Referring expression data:

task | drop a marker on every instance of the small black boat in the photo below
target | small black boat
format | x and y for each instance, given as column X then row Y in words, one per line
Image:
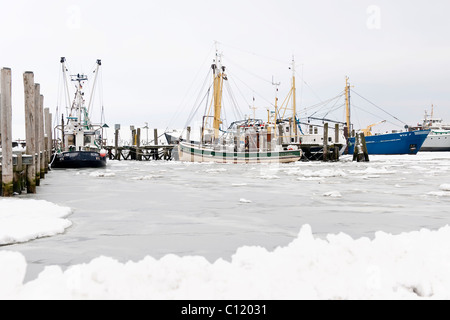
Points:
column 79, row 159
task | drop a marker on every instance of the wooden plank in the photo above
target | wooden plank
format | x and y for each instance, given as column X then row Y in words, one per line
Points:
column 37, row 104
column 42, row 136
column 6, row 133
column 47, row 147
column 325, row 142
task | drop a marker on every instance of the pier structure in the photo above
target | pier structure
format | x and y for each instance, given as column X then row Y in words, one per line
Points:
column 24, row 164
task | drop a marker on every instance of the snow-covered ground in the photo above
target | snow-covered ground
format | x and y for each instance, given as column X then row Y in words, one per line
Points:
column 407, row 266
column 25, row 220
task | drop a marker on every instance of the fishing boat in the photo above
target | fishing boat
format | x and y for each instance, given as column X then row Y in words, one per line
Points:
column 395, row 143
column 244, row 141
column 80, row 145
column 439, row 137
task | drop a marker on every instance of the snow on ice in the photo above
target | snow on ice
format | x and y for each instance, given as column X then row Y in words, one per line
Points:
column 407, row 266
column 25, row 220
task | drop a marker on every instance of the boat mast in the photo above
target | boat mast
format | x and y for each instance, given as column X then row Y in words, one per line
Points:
column 347, row 104
column 219, row 76
column 66, row 83
column 294, row 100
column 99, row 63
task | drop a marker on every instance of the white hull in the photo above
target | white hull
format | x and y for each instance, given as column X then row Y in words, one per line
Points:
column 437, row 141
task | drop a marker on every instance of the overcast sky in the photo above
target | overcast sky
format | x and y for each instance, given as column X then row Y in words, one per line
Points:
column 155, row 53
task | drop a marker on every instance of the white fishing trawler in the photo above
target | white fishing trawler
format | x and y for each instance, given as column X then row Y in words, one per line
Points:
column 80, row 143
column 439, row 137
column 244, row 141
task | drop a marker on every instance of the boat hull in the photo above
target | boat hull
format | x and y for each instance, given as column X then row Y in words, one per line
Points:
column 194, row 153
column 78, row 159
column 437, row 141
column 393, row 143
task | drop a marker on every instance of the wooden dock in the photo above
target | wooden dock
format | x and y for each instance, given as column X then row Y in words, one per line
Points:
column 23, row 170
column 144, row 153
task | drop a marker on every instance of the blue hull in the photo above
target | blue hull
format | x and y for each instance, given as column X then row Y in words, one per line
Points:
column 393, row 143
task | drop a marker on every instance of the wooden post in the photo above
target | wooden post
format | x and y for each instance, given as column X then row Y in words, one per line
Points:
column 42, row 136
column 116, row 145
column 28, row 81
column 336, row 142
column 6, row 132
column 280, row 135
column 188, row 139
column 155, row 136
column 325, row 142
column 188, row 135
column 138, row 144
column 364, row 145
column 360, row 153
column 62, row 132
column 48, row 129
column 18, row 171
column 37, row 134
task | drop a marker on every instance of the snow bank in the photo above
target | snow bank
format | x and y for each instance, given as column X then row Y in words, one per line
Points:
column 408, row 266
column 25, row 220
column 333, row 194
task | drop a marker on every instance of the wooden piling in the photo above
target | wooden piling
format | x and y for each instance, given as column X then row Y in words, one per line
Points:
column 155, row 136
column 360, row 153
column 6, row 133
column 37, row 126
column 116, row 144
column 48, row 138
column 188, row 140
column 364, row 146
column 325, row 142
column 18, row 172
column 280, row 135
column 28, row 81
column 138, row 144
column 336, row 142
column 42, row 136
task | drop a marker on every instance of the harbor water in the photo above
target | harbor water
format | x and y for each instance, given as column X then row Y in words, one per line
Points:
column 135, row 209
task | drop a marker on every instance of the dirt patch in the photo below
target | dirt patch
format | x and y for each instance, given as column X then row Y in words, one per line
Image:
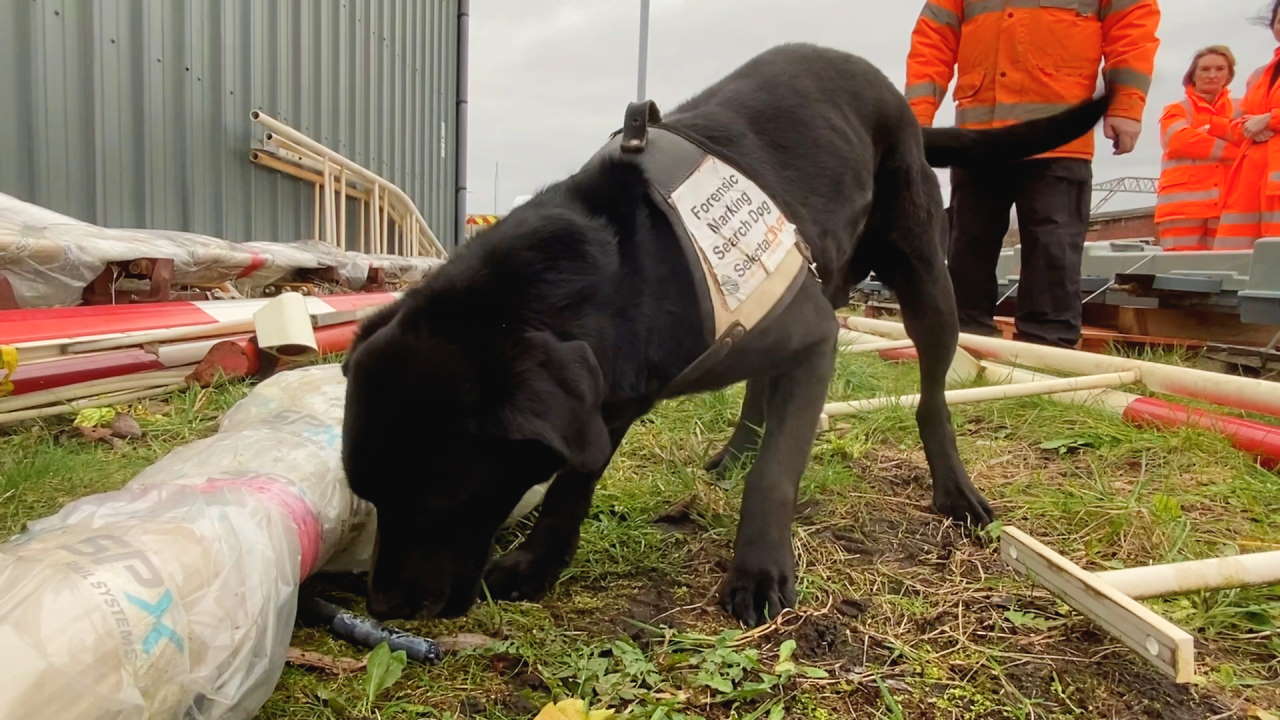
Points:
column 650, row 607
column 900, row 541
column 895, row 468
column 681, row 518
column 822, row 638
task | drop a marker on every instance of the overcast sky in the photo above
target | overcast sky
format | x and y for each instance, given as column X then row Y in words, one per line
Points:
column 549, row 78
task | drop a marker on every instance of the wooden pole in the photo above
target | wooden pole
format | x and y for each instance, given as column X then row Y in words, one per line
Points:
column 342, row 209
column 315, row 213
column 360, row 242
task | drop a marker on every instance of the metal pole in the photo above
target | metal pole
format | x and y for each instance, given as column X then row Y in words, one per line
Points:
column 460, row 169
column 644, row 49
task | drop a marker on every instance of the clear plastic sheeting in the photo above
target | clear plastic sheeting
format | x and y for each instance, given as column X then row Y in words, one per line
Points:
column 176, row 596
column 49, row 258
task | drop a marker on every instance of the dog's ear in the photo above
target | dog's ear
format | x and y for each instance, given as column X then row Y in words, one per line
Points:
column 368, row 327
column 557, row 401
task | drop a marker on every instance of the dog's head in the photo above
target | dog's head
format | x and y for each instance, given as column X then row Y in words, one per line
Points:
column 455, row 409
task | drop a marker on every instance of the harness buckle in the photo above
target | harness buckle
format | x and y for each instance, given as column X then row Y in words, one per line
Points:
column 635, row 124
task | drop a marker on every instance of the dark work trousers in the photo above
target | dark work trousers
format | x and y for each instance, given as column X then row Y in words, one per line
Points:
column 1052, row 200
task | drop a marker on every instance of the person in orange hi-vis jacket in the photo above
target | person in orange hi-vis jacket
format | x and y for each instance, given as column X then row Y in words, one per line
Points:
column 1251, row 205
column 1018, row 60
column 1197, row 153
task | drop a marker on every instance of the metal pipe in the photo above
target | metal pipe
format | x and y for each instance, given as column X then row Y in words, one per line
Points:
column 1180, row 578
column 984, row 393
column 643, row 65
column 1232, row 391
column 461, row 123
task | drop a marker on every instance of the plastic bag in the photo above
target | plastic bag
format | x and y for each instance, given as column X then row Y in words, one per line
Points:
column 176, row 596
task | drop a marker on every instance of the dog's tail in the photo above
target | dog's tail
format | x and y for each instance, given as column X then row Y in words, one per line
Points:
column 945, row 147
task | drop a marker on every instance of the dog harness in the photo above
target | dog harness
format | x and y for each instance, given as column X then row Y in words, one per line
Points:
column 746, row 256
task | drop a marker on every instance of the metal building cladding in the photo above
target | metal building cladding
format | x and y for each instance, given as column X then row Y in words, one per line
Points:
column 136, row 113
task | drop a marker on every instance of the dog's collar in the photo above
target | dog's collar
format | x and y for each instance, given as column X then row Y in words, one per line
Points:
column 750, row 255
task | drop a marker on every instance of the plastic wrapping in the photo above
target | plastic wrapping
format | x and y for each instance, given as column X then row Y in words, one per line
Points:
column 176, row 596
column 49, row 258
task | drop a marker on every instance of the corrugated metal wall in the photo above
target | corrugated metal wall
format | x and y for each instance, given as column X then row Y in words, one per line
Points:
column 135, row 113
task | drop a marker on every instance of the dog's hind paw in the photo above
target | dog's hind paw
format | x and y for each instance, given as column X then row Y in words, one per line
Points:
column 757, row 593
column 520, row 575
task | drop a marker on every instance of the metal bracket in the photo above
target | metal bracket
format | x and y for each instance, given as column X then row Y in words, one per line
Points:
column 635, row 124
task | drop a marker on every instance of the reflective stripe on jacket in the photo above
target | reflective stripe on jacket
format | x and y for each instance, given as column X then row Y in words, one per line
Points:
column 1023, row 59
column 1197, row 156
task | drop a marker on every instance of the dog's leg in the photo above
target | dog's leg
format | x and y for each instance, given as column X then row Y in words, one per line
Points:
column 746, row 434
column 531, row 570
column 912, row 264
column 762, row 579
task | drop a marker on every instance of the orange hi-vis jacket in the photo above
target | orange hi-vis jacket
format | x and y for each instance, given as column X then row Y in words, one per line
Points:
column 1197, row 156
column 1251, row 205
column 1018, row 60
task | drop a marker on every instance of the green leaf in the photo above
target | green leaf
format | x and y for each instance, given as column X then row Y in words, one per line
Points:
column 786, row 650
column 895, row 710
column 1031, row 620
column 384, row 668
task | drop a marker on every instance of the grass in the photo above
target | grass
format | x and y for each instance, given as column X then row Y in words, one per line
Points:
column 900, row 614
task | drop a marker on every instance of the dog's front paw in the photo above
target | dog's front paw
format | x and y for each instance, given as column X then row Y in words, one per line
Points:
column 964, row 505
column 758, row 588
column 521, row 575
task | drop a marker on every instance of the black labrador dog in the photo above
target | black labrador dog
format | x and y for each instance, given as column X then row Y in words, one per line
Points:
column 531, row 351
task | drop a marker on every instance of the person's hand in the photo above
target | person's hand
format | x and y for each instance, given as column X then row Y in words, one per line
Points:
column 1256, row 127
column 1123, row 133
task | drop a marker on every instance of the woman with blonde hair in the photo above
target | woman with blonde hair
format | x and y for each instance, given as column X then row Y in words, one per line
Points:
column 1197, row 153
column 1251, row 205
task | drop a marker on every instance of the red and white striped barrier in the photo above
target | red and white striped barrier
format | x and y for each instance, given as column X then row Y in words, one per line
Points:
column 44, row 332
column 76, row 347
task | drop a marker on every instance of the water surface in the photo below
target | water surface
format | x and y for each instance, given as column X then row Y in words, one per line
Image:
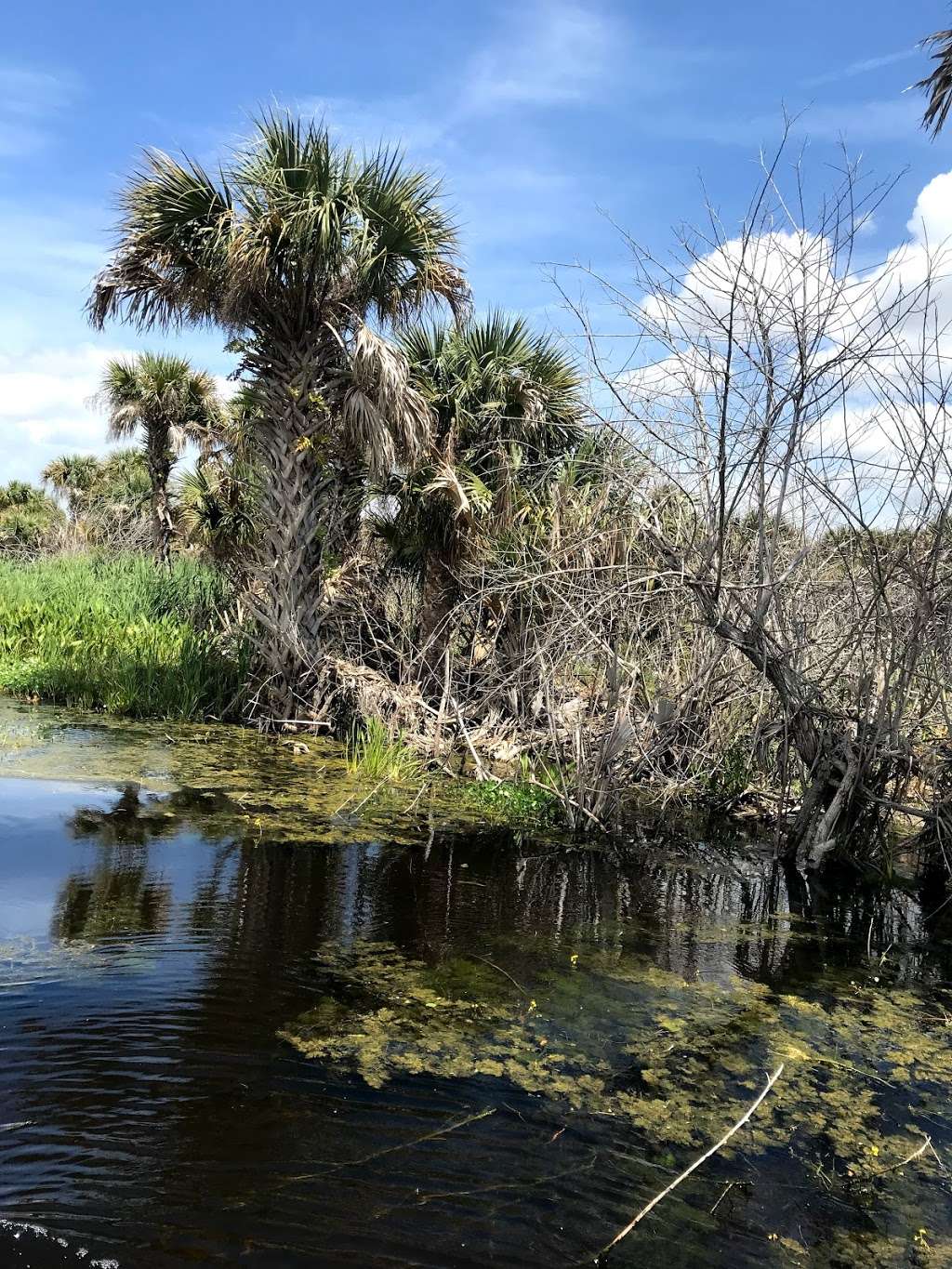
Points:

What this task involves:
Taking the records above, retype every line from the one with "target | metal pole" down to the one with "target | clear plastic sheeting", exactly and with nothing else.

Task response:
target | metal pole
format | x and y for each instance, given as column X then row Y in words, one per line
Points:
column 460, row 169
column 644, row 49
task | drop a marker on every instance of the clear plastic sheeting in the photo above
target | clear plastic sheeting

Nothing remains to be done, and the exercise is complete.